EXCERPTED TEXT |
Segment Open

Mr. Ramsey is a fourth-year Medical Student and Dr. Geschwind is an Associate Professor of Radiology, Surgery, and Oncology, and the Director of Interventional Radiology in The Russell H. Morgan Department of Radiology, The Johns Hopkins University School of Medicine, Baltimore, MD.
Hepatocellular carcinoma (HCC) ranks among the most common malignancies worldwide, and the prognosis for patients with HCC is typically poor. The incidence of HCC has risen dramatically in the United States in recent years, with a concomitant rise in the incidence of hepatitis C. 1 There were an estimated 20,000 patients with HCC in the United States in 2000, and the prevalence of HCC is expected to rise dramatically in the next decade. 2 When untreated, HCC is uniformly fatal. Surgical resection provides HCC patients with the only hope of complete remission; however, few patients (15%) are candidates for surgery, and tumor recurrence after partial hepatectomy is notoriously high (70%). The mean survival for patients with unresectable HCC ranges from 3 to 6 months, so any techniques that prolong survival or improve quality of life are beneficial. Typically, HCC is unaffected by systemic chemotherapy (15% response rate), and it is associated with considerable side effects. Consequently, several nonsurgical techniques have been developed by interventional radiologists to treat hepatic malignancies.

Segment Closed

PROBLEMS TO WORK ON |
(A) Write out the portion of the HCC passage from "Mr. Ramsey is" down to "Medicine, Baltimore, MD.".
(B) According to the HCC passage, why have interventional radiologists developed several nonsurgical techniques to treat hepatic malignancies? Answer in one to three sentences.
(C) Answer these questions from the HCC passage:
(i) How many patients with HCC were estimated to be in the United States in 2000?
(ii) What is the mean survival range for patients with unresectable HCC?
(iii) Who is the Director of Interventional Radiology in The Russell H. Morgan Department of Radiology?
The entries that come next are separate material, apart from the HCC passage.

DATA TO EXAMINE |
Segment Open

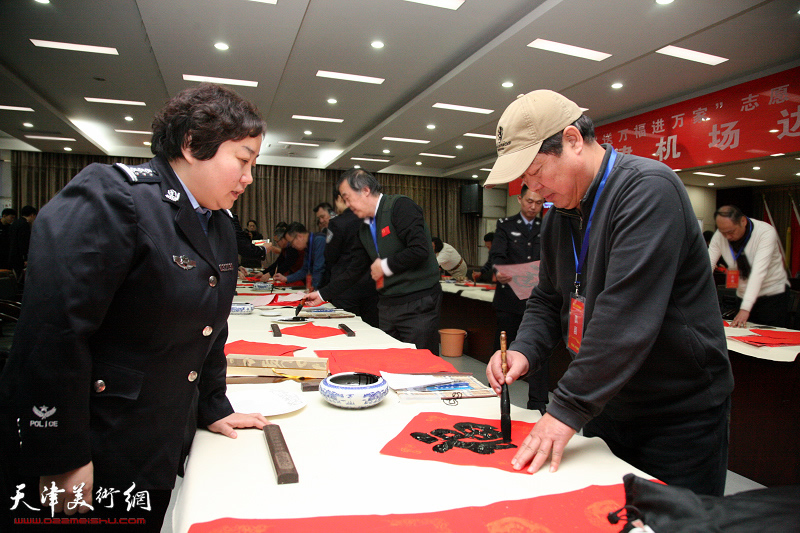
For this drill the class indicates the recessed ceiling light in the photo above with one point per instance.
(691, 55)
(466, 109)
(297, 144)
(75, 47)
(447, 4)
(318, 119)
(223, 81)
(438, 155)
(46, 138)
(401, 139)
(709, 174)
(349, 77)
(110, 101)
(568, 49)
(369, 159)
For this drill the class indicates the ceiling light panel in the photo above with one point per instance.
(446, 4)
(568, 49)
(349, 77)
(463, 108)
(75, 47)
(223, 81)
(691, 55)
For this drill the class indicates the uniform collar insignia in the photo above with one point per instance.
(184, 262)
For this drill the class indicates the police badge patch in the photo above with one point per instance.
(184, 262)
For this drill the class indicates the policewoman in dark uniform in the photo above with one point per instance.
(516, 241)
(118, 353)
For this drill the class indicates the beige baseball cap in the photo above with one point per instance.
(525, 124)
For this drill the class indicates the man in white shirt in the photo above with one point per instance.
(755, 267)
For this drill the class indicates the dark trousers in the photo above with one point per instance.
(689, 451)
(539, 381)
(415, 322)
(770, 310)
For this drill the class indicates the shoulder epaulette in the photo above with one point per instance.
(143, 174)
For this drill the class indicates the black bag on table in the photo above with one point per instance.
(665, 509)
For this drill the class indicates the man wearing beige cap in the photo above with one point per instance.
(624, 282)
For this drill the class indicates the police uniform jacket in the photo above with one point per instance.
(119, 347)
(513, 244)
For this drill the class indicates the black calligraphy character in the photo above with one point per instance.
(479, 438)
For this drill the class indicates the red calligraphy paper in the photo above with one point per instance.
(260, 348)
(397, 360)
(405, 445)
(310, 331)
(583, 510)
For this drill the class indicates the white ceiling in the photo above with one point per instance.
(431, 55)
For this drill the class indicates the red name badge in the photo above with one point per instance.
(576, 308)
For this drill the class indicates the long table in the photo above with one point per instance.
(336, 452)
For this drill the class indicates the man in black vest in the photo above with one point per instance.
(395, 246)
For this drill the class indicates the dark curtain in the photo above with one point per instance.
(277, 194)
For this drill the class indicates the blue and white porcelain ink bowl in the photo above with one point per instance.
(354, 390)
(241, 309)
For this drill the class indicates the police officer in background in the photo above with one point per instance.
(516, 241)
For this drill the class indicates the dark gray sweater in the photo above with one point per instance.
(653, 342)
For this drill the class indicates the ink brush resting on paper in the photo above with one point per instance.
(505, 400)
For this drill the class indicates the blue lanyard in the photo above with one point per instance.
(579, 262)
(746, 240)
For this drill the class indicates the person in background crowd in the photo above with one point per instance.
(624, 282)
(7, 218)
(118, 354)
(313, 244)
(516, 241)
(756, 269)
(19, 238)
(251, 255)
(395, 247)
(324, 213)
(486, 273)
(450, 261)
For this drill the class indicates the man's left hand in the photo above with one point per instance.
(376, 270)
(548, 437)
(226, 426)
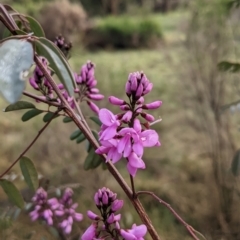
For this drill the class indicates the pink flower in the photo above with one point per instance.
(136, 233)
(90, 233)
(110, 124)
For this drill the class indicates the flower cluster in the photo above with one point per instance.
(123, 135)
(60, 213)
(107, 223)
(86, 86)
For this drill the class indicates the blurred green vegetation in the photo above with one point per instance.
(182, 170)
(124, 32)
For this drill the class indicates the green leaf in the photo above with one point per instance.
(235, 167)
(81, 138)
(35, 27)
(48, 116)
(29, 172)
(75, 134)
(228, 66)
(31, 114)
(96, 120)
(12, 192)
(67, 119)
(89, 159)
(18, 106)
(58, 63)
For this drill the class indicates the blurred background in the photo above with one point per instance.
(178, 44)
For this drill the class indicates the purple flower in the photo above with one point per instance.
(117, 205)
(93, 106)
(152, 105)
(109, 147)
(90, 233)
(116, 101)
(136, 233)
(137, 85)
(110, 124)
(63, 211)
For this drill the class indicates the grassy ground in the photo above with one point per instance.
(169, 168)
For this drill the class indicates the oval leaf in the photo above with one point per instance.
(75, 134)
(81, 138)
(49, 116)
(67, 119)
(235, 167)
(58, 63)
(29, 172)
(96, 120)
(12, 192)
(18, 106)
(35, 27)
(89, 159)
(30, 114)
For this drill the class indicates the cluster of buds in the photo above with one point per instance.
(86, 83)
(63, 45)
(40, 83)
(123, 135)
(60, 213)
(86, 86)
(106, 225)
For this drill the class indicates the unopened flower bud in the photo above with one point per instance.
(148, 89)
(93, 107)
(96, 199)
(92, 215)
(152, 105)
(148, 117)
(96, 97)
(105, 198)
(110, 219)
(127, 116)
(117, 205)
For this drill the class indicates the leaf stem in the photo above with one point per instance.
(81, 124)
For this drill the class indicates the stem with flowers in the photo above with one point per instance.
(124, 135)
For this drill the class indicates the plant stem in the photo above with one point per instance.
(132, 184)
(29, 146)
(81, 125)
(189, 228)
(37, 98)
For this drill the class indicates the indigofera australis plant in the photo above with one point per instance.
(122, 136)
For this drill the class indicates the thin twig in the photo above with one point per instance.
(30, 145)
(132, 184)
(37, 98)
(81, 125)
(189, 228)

Segment Closed
Segment Open

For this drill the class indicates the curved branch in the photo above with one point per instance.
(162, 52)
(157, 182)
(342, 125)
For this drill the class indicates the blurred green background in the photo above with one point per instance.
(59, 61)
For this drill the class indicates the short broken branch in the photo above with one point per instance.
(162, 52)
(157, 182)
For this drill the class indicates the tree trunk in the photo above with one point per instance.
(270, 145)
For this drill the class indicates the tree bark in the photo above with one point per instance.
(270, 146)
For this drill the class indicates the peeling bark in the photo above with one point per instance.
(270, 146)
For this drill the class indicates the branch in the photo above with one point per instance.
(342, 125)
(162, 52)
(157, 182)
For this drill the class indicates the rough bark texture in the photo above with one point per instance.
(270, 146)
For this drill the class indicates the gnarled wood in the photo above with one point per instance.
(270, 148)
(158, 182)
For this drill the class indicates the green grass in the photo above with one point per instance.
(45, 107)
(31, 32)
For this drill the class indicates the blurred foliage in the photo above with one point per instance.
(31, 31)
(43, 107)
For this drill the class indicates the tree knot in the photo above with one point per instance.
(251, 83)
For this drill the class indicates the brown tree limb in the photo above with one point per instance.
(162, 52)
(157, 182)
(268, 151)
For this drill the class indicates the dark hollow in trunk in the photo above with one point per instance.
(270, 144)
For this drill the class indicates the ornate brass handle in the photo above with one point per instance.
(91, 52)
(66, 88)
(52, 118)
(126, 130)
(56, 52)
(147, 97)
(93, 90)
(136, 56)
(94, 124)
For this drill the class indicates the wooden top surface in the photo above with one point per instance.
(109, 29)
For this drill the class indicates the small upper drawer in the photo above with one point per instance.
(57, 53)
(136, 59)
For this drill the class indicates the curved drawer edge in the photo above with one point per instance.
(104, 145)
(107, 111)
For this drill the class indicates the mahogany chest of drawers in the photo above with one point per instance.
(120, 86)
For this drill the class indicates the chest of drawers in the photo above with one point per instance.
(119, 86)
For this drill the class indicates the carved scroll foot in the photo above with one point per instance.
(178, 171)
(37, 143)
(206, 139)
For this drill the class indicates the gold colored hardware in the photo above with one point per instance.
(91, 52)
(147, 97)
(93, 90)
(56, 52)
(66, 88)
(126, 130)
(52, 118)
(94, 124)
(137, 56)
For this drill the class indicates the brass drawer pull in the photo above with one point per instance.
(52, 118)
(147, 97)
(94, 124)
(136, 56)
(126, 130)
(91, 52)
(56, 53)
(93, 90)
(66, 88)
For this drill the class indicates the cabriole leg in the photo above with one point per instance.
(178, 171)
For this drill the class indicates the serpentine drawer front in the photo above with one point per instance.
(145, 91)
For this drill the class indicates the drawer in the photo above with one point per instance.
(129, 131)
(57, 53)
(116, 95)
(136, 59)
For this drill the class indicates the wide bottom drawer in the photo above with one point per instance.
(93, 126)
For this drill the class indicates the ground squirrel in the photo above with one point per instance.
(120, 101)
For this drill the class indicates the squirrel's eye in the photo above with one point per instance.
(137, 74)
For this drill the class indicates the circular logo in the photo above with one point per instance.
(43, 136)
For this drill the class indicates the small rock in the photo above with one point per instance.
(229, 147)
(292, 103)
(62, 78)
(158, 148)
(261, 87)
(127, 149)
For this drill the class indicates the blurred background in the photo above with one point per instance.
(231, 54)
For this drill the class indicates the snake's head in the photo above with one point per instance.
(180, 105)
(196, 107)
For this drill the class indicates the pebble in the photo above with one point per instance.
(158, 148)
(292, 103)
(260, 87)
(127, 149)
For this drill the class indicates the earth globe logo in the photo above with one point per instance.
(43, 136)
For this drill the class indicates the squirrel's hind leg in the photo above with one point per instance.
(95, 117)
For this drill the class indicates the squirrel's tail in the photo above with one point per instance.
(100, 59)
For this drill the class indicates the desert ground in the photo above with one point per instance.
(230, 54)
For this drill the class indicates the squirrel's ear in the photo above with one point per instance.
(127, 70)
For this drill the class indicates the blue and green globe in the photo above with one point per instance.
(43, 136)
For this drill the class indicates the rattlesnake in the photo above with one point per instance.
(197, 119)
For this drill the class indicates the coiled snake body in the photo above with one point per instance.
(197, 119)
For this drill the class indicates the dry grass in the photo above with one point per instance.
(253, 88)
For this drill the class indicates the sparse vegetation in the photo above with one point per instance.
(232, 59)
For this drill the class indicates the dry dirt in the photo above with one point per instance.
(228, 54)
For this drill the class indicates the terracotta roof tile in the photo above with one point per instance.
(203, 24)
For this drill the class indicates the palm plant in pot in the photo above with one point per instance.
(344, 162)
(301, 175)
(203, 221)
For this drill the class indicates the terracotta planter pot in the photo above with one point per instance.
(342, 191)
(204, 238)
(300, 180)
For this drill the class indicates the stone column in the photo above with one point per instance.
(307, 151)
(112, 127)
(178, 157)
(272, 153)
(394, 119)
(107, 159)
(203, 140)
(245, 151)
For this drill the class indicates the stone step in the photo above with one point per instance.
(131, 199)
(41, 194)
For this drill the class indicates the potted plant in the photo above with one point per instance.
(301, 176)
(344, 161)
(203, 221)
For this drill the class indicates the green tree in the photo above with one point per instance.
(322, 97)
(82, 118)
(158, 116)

Segment Closed

ACTIVITY ANSWERS |
(A)
Mr. Ramsey is a fourth-year Medical Student and Dr. Geschwind is an Associate Professor of Radiology, Surgery, and Oncology, and the Director of Interventional Radiology in The Russell H. Morgan Department of Radiology, The Johns Hopkins University School of Medicine, Baltimore, MD.

(B) HCC is typically unaffected by systemic chemotherapy, with a 15% response rate, and that treatment carries considerable side effects. Surgical resection also helps few patients: only 15% are candidates, and tumor recurrence after partial hepatectomy is high (70%).

(C)
(i) An estimated 20,000 patients.
(ii) 3 to 6 months.
(iii) Dr. Geschwind.